Raw data =>
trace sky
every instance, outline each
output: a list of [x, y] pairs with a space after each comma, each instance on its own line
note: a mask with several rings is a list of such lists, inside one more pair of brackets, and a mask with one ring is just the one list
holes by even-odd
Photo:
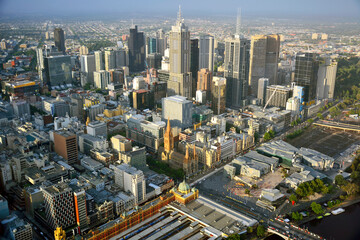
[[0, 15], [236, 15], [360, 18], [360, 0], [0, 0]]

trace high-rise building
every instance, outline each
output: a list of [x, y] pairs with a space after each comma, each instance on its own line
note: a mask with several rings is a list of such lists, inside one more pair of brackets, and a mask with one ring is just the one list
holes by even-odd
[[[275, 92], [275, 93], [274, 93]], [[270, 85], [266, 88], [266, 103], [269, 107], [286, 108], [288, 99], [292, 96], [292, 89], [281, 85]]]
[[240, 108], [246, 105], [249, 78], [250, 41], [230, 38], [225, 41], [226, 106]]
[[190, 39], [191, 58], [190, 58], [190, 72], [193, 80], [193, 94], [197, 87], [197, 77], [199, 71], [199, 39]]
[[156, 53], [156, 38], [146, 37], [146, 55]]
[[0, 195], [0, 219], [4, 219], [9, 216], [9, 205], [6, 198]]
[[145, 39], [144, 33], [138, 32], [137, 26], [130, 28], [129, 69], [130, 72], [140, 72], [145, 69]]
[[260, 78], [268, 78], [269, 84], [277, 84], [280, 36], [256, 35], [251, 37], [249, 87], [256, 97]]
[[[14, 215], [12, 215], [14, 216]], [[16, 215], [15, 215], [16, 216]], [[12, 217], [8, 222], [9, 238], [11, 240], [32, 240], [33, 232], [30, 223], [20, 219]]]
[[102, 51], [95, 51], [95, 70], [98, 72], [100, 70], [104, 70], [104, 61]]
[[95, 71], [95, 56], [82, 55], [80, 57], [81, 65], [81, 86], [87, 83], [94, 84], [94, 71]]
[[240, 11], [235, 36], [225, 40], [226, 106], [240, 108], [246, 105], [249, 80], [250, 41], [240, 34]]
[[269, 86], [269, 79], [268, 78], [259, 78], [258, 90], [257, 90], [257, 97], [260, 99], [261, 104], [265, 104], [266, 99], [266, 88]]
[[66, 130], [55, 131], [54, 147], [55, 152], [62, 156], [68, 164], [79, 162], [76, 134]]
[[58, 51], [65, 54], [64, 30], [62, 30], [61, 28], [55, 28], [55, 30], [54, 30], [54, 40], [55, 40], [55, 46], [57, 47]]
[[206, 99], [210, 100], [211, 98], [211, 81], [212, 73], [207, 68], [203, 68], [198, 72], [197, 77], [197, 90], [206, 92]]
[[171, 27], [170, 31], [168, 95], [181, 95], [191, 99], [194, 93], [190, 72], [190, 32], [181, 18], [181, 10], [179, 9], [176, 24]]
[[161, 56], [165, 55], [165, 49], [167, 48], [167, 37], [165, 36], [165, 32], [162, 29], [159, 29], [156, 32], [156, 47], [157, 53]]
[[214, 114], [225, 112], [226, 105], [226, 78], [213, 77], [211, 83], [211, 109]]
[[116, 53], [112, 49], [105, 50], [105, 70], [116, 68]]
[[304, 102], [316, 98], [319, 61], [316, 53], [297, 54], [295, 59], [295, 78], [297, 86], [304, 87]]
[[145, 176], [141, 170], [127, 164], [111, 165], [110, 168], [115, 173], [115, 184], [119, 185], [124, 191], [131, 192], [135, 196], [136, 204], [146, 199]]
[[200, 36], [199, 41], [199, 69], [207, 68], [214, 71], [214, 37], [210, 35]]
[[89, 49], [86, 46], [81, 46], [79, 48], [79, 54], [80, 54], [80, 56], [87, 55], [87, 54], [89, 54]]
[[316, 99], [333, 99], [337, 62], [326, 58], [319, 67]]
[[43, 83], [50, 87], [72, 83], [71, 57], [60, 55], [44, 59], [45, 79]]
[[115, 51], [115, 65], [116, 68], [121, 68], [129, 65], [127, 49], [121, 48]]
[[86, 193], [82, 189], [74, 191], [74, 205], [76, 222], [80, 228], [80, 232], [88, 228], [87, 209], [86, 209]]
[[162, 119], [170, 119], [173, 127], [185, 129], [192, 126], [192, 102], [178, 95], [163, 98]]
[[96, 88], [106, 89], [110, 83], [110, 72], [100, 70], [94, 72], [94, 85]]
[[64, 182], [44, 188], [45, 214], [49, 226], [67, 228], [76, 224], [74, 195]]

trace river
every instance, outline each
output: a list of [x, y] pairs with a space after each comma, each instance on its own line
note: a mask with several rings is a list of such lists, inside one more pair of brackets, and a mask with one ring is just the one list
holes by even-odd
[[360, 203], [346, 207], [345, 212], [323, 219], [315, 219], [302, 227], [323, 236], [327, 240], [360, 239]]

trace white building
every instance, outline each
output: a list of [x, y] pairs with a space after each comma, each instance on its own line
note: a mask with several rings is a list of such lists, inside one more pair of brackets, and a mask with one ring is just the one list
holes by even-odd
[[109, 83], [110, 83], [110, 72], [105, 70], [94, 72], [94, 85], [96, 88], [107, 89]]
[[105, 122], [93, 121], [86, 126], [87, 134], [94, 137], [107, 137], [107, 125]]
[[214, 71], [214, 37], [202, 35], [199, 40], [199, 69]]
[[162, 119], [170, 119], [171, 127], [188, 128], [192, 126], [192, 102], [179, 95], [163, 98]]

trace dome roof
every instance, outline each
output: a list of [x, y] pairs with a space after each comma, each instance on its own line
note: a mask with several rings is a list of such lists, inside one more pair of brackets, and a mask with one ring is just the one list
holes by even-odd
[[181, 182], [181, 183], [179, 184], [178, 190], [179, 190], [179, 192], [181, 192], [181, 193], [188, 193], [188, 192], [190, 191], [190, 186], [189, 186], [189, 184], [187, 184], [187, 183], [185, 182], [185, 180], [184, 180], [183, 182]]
---
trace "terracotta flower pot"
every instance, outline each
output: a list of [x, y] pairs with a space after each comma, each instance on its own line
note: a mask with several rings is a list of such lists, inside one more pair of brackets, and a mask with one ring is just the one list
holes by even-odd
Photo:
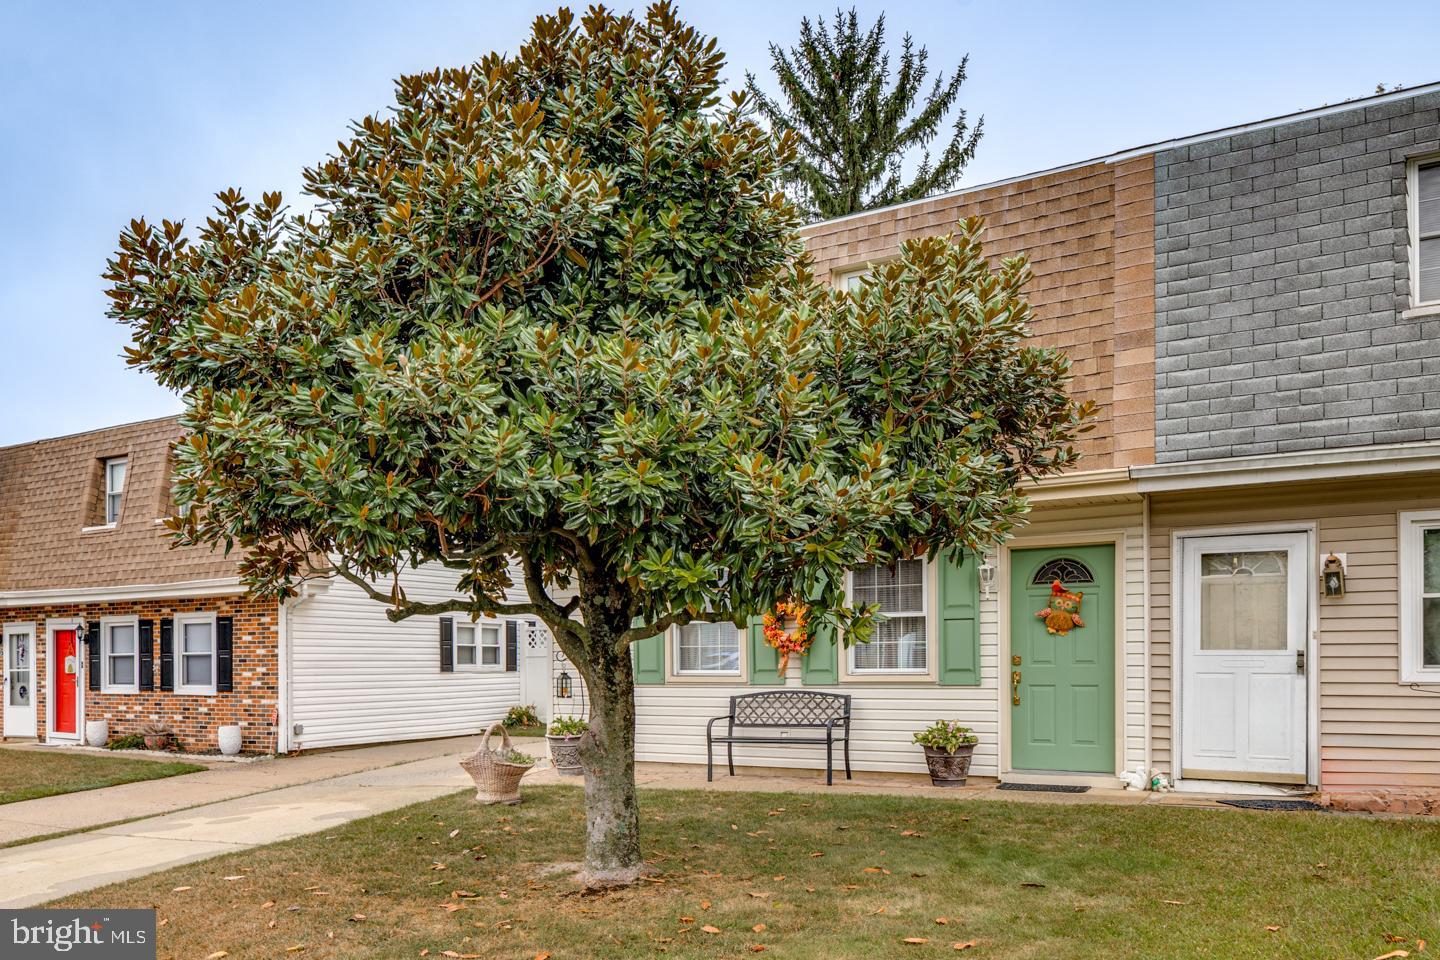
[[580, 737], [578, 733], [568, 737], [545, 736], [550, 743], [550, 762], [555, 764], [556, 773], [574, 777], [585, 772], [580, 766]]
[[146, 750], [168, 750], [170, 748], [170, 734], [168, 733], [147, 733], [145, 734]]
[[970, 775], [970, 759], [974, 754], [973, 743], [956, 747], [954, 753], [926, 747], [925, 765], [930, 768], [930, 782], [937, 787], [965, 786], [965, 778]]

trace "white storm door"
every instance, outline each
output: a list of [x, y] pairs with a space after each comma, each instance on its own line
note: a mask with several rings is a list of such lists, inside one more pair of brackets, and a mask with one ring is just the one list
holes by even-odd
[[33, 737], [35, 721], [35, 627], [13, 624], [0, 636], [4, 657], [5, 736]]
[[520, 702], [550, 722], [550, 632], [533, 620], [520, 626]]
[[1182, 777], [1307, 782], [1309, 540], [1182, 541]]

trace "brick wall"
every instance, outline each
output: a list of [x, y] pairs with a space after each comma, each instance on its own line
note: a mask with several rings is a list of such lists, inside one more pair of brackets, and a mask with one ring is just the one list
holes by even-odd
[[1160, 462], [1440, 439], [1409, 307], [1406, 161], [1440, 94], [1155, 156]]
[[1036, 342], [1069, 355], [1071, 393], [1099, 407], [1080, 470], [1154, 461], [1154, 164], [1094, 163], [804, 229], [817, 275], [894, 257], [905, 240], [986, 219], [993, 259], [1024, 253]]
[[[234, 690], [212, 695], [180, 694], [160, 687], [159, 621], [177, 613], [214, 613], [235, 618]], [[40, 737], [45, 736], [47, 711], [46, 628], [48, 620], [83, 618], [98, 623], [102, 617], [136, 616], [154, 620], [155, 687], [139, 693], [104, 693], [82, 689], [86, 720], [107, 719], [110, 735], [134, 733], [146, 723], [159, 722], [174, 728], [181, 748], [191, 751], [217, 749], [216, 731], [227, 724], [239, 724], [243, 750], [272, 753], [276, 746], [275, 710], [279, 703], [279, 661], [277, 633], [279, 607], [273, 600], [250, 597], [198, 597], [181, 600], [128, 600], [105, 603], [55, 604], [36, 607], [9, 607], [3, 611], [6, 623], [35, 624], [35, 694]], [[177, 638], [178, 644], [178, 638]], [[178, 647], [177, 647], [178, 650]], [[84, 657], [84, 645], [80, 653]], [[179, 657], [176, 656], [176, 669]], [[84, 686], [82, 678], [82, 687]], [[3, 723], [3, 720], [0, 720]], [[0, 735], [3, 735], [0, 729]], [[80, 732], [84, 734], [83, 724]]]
==
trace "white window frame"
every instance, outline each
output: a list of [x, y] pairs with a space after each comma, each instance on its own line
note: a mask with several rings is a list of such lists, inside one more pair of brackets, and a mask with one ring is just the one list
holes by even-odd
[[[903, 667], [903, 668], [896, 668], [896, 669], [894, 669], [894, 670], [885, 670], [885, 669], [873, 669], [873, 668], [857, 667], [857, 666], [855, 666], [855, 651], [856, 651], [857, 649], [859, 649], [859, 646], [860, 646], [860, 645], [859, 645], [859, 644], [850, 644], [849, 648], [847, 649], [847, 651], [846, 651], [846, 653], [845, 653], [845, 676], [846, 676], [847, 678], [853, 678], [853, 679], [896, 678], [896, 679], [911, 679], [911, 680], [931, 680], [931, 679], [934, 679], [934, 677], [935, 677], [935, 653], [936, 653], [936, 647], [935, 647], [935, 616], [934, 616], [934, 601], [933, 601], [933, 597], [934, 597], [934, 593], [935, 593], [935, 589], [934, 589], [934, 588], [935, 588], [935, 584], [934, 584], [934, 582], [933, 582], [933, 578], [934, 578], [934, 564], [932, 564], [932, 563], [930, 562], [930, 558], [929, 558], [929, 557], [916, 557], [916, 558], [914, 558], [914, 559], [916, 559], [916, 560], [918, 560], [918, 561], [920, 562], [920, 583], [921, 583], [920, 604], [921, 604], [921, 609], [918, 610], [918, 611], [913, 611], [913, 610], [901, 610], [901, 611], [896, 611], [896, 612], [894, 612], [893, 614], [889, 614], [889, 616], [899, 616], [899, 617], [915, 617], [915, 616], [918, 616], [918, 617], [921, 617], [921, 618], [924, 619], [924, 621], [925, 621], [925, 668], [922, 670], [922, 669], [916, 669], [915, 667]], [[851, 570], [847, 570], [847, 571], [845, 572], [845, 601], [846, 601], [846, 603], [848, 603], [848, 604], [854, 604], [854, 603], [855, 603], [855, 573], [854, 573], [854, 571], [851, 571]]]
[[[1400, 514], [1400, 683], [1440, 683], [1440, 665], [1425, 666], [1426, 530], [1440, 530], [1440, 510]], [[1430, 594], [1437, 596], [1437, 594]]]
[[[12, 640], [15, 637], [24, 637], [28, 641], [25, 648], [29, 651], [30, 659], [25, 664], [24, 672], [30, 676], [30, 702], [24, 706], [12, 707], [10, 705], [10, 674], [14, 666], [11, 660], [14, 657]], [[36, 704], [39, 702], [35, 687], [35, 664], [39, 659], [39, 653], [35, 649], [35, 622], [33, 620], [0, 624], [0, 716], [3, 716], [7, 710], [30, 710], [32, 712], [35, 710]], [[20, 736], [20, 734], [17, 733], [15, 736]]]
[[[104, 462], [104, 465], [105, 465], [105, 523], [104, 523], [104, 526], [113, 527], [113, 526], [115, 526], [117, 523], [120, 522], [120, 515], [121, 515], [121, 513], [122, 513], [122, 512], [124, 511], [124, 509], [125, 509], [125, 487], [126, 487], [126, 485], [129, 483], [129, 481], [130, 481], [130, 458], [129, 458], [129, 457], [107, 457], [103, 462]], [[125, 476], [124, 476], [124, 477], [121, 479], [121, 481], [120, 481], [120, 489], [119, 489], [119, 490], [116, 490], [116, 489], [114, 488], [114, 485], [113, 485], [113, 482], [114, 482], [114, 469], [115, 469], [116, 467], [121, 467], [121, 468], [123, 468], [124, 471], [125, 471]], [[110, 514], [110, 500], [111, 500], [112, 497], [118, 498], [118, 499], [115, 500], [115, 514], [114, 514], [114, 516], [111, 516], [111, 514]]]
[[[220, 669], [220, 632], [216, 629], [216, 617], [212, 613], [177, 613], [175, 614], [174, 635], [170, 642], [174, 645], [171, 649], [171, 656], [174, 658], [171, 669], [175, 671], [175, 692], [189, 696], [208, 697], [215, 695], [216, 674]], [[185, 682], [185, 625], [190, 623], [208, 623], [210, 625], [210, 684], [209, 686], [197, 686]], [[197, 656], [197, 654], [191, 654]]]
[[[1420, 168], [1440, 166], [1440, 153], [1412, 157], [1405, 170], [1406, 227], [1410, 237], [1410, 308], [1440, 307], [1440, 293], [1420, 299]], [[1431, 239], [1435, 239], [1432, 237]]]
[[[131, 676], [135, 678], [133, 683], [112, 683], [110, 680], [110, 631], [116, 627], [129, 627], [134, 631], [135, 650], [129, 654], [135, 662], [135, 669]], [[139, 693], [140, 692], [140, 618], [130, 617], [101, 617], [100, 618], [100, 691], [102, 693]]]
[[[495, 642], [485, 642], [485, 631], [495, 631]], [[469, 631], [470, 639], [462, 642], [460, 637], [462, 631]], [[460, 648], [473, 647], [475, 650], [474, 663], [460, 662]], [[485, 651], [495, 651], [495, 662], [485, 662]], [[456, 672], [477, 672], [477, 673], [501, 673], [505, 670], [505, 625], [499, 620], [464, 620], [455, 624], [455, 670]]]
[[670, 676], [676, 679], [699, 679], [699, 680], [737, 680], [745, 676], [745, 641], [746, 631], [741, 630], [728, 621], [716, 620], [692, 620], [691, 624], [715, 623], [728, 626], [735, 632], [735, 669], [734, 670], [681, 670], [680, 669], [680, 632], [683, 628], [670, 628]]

Your assignment =>
Only lines with the string "white" are wanted; please find each one in the listing and copy it.

Response =>
trace white building
trace "white storm door"
trace "white window frame"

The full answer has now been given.